> **Brief**: Rewrite the records below, swapping every "GET" for "POST" and keeping everything else unchanged.

━━ Raw data ━━

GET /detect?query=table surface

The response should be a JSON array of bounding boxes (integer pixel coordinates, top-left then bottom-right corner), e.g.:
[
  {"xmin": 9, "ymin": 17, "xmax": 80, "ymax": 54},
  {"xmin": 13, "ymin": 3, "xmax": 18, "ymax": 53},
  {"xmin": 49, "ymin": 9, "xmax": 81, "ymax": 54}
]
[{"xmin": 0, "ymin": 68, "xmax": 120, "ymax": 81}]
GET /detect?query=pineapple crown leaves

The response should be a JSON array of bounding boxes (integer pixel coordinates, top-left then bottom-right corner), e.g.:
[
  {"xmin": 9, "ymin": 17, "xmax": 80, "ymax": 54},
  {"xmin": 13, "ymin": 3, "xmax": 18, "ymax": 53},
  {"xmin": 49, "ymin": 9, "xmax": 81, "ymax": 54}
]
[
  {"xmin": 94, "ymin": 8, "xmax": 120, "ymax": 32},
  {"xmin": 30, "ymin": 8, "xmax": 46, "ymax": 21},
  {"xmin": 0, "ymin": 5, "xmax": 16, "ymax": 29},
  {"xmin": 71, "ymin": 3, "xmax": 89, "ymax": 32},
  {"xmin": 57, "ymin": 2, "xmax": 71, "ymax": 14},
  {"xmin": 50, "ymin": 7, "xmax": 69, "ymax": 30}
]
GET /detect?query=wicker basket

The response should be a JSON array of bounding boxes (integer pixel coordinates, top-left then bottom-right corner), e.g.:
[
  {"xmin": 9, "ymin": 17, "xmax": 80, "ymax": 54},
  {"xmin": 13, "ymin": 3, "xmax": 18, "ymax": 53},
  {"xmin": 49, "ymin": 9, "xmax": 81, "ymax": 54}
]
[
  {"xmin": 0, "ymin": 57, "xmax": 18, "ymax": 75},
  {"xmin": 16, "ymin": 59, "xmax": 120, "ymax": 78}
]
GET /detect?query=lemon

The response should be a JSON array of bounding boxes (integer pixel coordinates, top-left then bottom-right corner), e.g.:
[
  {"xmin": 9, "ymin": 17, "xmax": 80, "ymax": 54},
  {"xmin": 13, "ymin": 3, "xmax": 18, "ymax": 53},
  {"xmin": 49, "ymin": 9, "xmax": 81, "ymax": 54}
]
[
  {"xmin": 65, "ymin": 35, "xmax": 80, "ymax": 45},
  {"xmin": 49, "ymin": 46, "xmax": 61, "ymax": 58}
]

━━━

> **Response for this exercise**:
POST /detect?query=table surface

The response should be a JSON array of bounding boxes (integer pixel coordinates, top-left then bottom-right corner), e.g.:
[
  {"xmin": 9, "ymin": 17, "xmax": 80, "ymax": 54},
  {"xmin": 13, "ymin": 3, "xmax": 18, "ymax": 53},
  {"xmin": 49, "ymin": 9, "xmax": 81, "ymax": 54}
]
[{"xmin": 0, "ymin": 68, "xmax": 120, "ymax": 81}]
POST /detect?query=pineapple crown leaves

The response should be a JSON array of bounding boxes (integer pixel coordinates, top-left then bottom-right corner), e.g.:
[
  {"xmin": 9, "ymin": 17, "xmax": 80, "ymax": 54},
  {"xmin": 13, "ymin": 3, "xmax": 18, "ymax": 53},
  {"xmin": 49, "ymin": 9, "xmax": 81, "ymax": 54}
]
[
  {"xmin": 94, "ymin": 8, "xmax": 120, "ymax": 32},
  {"xmin": 30, "ymin": 8, "xmax": 46, "ymax": 21},
  {"xmin": 0, "ymin": 5, "xmax": 16, "ymax": 29},
  {"xmin": 71, "ymin": 3, "xmax": 89, "ymax": 32},
  {"xmin": 57, "ymin": 2, "xmax": 71, "ymax": 14},
  {"xmin": 50, "ymin": 7, "xmax": 69, "ymax": 30}
]
POST /detect?query=wicker basket

The response should be a JSON array of bounding boxes (integer pixel coordinates, top-left then bottom-right corner), e.g.:
[
  {"xmin": 9, "ymin": 17, "xmax": 80, "ymax": 54},
  {"xmin": 13, "ymin": 3, "xmax": 18, "ymax": 53},
  {"xmin": 49, "ymin": 9, "xmax": 81, "ymax": 54}
]
[
  {"xmin": 0, "ymin": 57, "xmax": 18, "ymax": 75},
  {"xmin": 16, "ymin": 59, "xmax": 120, "ymax": 78}
]
POST /detect?query=lemon

The response should be a JSON array of bounding boxes (integer pixel coordinates, top-left then bottom-right corner), e.g.:
[
  {"xmin": 9, "ymin": 17, "xmax": 80, "ymax": 54},
  {"xmin": 13, "ymin": 3, "xmax": 18, "ymax": 53},
  {"xmin": 49, "ymin": 9, "xmax": 81, "ymax": 54}
]
[
  {"xmin": 65, "ymin": 35, "xmax": 80, "ymax": 45},
  {"xmin": 49, "ymin": 46, "xmax": 61, "ymax": 58}
]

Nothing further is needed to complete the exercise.